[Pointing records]
────────────────────────────────────────
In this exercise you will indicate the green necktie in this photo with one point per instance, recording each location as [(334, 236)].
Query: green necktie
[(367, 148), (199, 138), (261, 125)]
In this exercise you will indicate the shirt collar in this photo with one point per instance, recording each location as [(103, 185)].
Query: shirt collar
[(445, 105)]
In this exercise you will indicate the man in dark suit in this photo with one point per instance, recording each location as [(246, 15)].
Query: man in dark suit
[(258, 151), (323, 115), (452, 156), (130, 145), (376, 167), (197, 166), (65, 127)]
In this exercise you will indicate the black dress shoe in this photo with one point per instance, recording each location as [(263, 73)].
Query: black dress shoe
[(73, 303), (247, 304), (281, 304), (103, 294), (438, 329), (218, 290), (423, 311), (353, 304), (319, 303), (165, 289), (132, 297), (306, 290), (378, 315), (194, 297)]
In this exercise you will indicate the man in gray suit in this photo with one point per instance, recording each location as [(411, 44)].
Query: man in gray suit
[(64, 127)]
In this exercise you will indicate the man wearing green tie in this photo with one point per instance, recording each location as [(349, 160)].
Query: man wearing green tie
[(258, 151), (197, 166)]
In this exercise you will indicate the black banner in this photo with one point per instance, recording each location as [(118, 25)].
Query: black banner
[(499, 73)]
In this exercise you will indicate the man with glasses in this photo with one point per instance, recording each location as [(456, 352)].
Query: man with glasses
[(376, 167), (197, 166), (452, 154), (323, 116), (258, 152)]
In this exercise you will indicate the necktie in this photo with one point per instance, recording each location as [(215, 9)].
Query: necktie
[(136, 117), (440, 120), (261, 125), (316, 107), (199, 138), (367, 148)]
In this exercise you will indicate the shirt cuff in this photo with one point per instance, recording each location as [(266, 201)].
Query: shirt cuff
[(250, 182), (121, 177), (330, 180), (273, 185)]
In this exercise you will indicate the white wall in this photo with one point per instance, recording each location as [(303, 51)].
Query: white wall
────────────────────────────────────────
Return the listing above word for word.

* _SOLUTION_:
In this exercise you will indicate the green necktie in this photo with one point per instance, recording each location as [(334, 236)].
Query: green necktie
[(367, 148), (199, 138), (261, 125)]
In this exercise you will indicate the shirt collar in this photo with one point per instance, recording each location as [(103, 185)].
Query: shirt collar
[(445, 105)]
In this exercise you will indicate the man in dark suit in this photo with one point per instance, recording each location as [(246, 15)].
Query: man in dark suit
[(258, 151), (323, 115), (452, 156), (130, 145), (376, 167), (197, 166), (65, 127)]
In this exercise you will indicate the black dress shoe in this photo with one point per instance, recording each location as [(263, 73)].
Query: black dress shoe
[(73, 303), (247, 304), (281, 304), (103, 294), (438, 329), (218, 290), (423, 311), (353, 304), (319, 303), (165, 289), (132, 297), (306, 290), (378, 315), (194, 297)]
In this exercise you will indicate the man in gray suit in this photo with one point per instance, recording each location as [(411, 44)].
Query: man in gray suit
[(64, 127)]
In this exercise you will indicate the man wearing green tie in this photo with one point per instance, recording each location as [(349, 160)].
Query: man wearing green tie
[(258, 151), (197, 166)]
In this exercise you will indicate the black banner in this photo with one point per instance, recording each location as [(118, 25)].
Query: black banner
[(499, 73)]
In this exercise you will indicate the man with glasses in this photo with one point per instance, recording each location as [(456, 352)].
Query: man with glasses
[(376, 167), (197, 166), (452, 154), (323, 116), (258, 152)]
In this exercise you will indicate the necktie in this photo with one point per instance, recording each location as [(215, 9)].
Query: necktie
[(136, 117), (440, 120), (261, 125), (316, 107), (199, 138), (367, 148)]
In this exercise you will indicate the shirt cuff in this photo with one point per instance, recording each location as [(266, 201)].
Query: shirt cuff
[(250, 182), (121, 177), (330, 180), (273, 185)]
In this exercise you will indicate the white wall in this photo with one point per instance, recording each location as [(303, 51)].
Query: white wall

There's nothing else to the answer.